* **TASK STATEMENT**
Search the data for the string "person" and copy each line where it turns up.

* **SOURCE MATERIAL**
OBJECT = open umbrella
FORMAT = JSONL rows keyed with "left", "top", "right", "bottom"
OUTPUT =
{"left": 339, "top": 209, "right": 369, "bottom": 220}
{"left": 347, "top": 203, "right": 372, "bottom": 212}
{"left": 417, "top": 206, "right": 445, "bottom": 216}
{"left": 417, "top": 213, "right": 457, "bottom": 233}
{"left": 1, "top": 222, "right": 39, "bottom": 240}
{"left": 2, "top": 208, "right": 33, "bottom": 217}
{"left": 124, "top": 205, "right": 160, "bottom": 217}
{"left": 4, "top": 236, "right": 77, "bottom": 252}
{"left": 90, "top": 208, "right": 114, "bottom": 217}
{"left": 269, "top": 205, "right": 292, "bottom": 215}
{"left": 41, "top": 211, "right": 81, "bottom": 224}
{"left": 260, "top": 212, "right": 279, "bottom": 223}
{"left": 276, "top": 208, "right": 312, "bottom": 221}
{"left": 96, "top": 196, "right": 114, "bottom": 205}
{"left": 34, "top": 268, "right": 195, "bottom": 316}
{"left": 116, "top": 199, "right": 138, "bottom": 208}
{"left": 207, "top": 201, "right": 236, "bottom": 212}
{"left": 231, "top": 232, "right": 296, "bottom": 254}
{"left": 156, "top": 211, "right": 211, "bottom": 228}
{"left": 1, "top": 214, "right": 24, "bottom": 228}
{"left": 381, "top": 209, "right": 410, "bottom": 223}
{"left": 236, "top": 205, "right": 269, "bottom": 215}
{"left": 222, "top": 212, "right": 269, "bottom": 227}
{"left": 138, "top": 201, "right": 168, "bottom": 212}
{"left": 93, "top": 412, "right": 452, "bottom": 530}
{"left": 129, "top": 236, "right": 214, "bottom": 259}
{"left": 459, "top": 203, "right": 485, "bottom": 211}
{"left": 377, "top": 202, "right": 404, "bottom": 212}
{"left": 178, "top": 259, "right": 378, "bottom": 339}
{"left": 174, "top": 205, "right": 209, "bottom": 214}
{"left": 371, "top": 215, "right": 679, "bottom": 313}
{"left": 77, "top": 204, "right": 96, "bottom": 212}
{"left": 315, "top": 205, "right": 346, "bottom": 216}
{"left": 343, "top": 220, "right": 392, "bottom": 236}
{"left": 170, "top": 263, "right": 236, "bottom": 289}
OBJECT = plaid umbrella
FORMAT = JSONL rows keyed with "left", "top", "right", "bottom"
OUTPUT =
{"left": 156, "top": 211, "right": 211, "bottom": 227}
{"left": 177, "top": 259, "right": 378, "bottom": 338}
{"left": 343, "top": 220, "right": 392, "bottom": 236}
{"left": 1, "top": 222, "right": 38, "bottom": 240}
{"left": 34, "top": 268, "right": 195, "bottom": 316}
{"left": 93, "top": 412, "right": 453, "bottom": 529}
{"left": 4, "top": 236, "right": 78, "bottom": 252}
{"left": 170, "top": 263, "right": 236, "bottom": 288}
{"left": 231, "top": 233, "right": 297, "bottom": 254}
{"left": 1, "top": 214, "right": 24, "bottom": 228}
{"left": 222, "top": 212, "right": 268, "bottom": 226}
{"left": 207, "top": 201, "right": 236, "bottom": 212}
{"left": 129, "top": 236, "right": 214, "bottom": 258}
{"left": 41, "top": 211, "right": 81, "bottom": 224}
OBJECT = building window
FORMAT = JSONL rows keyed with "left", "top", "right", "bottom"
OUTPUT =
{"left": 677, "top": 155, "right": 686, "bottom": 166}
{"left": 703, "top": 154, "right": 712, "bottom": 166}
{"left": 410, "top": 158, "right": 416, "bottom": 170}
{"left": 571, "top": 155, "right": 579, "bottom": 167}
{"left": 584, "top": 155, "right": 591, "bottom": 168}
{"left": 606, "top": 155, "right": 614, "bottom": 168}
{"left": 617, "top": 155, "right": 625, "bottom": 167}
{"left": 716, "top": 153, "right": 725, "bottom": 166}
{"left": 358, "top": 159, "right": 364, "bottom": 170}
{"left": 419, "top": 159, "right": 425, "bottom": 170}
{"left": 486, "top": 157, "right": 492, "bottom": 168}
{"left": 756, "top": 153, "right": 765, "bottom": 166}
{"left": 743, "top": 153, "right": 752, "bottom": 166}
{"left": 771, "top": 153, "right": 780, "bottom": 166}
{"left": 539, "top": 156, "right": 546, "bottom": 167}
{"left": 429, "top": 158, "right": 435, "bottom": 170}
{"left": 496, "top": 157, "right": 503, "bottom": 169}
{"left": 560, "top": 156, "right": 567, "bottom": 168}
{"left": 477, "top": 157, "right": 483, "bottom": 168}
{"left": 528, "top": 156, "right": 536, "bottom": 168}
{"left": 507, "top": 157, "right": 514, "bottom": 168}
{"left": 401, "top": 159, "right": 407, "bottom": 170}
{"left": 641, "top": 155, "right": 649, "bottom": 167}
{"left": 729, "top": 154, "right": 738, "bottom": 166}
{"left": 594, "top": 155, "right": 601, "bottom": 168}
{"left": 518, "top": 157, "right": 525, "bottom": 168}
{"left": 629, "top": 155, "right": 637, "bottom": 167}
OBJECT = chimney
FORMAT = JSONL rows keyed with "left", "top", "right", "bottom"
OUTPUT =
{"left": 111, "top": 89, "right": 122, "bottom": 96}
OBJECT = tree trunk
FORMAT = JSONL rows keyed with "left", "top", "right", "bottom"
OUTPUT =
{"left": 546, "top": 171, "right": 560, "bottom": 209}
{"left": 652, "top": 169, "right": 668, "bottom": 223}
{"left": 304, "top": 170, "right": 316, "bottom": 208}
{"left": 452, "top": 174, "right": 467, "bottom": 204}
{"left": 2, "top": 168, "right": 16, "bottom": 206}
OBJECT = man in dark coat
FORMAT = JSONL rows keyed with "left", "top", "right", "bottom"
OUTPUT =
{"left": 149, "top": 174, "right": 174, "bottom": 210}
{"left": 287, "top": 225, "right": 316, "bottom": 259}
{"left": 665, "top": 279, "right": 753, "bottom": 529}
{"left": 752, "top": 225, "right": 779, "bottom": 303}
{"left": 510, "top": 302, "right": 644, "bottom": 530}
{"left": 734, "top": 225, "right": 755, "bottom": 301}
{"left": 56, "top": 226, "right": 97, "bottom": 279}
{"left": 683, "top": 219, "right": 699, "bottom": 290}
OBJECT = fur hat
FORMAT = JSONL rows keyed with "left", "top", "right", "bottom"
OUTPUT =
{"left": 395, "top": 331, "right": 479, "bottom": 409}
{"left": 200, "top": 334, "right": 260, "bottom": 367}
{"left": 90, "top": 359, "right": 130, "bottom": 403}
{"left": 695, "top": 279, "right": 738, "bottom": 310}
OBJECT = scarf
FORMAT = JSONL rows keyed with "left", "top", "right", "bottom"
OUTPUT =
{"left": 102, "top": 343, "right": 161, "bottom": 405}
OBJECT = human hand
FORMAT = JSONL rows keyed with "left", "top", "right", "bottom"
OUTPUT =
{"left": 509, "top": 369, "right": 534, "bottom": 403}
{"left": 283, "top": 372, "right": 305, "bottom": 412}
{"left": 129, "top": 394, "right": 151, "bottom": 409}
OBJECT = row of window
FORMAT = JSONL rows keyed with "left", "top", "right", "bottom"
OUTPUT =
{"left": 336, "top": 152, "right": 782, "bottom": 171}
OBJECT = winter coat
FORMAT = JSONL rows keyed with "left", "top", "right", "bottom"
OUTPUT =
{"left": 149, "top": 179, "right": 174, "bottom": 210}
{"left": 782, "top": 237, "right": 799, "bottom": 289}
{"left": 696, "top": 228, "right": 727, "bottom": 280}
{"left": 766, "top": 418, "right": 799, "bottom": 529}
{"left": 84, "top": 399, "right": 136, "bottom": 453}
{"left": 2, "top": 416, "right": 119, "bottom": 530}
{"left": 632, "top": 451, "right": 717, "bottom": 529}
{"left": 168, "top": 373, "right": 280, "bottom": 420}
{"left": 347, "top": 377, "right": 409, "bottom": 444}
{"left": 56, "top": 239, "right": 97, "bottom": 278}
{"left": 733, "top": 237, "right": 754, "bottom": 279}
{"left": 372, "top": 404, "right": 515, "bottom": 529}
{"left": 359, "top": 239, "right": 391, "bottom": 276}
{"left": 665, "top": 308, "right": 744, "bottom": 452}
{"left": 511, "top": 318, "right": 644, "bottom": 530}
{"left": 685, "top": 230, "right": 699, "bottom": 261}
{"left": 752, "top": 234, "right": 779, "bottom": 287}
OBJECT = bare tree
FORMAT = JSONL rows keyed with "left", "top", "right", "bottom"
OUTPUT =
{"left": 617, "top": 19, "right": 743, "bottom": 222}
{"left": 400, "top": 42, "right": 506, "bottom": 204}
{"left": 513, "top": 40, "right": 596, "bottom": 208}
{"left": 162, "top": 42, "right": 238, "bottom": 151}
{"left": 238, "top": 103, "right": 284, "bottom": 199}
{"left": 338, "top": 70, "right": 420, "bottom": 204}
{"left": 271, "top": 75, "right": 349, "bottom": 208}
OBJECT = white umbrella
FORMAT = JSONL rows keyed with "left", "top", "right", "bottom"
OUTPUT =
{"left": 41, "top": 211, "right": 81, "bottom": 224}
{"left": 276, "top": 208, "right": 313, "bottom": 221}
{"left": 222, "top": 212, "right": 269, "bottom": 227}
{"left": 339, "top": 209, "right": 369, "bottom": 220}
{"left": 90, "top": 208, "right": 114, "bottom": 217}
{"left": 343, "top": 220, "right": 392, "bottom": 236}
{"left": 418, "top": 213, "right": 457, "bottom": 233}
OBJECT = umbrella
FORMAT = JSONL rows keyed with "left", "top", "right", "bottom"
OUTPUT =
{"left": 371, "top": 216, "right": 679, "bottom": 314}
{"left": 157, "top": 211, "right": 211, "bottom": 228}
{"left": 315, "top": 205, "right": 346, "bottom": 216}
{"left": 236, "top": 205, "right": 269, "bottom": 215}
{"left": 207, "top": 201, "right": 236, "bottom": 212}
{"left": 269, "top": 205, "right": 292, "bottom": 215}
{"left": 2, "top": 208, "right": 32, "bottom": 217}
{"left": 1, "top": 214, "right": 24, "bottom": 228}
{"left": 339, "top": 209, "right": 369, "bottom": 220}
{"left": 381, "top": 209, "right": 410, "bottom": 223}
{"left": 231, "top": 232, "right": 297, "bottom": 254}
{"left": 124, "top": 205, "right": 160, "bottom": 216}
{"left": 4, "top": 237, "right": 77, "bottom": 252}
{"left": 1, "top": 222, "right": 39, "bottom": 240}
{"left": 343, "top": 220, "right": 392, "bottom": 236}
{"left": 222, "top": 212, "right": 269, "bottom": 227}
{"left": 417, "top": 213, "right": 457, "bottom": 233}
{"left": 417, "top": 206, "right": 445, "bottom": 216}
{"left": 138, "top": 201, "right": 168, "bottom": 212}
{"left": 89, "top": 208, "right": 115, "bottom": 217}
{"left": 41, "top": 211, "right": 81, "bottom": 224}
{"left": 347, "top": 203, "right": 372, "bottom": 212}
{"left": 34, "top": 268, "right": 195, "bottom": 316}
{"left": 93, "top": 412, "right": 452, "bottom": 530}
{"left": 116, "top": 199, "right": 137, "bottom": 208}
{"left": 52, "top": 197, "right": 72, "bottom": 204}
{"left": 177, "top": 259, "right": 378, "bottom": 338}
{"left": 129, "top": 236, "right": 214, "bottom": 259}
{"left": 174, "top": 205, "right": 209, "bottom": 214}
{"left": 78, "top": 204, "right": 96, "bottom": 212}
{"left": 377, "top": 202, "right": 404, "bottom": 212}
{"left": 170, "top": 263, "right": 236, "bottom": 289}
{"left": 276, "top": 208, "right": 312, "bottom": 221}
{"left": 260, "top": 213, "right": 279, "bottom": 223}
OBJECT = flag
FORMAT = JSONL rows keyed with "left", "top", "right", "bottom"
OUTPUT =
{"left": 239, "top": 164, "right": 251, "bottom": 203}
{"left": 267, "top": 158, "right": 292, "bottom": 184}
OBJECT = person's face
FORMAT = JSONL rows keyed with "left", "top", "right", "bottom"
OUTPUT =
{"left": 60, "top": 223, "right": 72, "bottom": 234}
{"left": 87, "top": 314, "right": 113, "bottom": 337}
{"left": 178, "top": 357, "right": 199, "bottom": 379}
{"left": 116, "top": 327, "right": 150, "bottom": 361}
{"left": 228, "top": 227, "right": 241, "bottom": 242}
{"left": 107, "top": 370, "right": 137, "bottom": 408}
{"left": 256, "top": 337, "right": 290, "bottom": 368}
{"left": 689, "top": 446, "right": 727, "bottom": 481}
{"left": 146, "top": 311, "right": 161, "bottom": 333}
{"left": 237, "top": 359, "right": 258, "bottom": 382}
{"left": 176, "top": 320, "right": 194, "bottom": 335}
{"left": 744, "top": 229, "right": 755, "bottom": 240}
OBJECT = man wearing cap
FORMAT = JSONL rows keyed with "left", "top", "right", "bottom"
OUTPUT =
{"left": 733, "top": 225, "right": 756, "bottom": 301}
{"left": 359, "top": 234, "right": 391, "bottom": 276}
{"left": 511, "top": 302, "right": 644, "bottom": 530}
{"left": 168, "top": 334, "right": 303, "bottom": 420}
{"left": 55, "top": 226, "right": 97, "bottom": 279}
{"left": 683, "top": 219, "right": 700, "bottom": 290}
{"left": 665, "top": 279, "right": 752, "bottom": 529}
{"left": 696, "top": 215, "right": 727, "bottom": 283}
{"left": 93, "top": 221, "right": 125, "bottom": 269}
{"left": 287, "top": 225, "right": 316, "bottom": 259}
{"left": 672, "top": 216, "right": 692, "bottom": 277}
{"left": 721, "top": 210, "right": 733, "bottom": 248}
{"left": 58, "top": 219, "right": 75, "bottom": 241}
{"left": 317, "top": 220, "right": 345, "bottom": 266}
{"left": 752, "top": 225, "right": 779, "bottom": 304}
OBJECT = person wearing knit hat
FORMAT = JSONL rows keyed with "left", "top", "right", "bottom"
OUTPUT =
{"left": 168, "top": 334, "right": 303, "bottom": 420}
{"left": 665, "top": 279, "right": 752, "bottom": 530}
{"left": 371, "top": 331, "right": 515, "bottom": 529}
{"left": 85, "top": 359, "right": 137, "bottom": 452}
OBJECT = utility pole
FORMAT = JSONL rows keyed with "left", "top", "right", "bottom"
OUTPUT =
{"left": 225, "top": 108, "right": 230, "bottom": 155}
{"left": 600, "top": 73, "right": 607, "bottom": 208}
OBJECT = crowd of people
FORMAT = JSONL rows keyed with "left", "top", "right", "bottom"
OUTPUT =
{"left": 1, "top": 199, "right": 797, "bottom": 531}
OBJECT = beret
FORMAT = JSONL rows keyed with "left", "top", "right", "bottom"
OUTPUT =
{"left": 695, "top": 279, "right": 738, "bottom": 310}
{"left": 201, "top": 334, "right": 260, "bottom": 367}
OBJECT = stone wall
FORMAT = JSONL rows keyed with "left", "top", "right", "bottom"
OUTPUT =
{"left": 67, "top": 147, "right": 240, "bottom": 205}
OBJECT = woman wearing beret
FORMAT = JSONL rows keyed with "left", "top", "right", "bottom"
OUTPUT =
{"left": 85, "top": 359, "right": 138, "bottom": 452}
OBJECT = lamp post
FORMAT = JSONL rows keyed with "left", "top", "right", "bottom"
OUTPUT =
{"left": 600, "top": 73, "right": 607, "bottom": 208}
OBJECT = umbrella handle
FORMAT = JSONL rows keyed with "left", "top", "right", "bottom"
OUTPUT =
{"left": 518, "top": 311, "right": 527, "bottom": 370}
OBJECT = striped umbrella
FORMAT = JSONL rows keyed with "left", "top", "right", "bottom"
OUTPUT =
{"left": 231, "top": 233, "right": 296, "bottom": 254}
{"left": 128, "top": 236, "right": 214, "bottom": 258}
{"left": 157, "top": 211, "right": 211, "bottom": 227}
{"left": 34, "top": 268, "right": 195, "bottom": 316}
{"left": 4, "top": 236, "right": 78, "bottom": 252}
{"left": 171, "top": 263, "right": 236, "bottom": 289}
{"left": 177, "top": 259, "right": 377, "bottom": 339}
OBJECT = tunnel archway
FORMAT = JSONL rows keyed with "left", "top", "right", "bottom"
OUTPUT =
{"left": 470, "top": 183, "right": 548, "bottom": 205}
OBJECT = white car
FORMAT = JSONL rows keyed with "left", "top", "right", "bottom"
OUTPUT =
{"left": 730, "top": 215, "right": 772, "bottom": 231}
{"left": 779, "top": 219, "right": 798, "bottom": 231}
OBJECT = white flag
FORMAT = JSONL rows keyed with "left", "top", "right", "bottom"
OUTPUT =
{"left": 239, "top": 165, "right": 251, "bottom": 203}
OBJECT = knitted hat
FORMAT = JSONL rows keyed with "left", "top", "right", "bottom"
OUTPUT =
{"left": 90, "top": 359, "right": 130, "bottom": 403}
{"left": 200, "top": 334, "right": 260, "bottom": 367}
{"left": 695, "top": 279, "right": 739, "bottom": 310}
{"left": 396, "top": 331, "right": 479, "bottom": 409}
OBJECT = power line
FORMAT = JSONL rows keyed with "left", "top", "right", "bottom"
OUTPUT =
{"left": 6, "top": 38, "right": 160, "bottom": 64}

* **SOLUTION FOR THIS EXERCISE**
OBJECT = person's face
OBJECT = person wearing knit hat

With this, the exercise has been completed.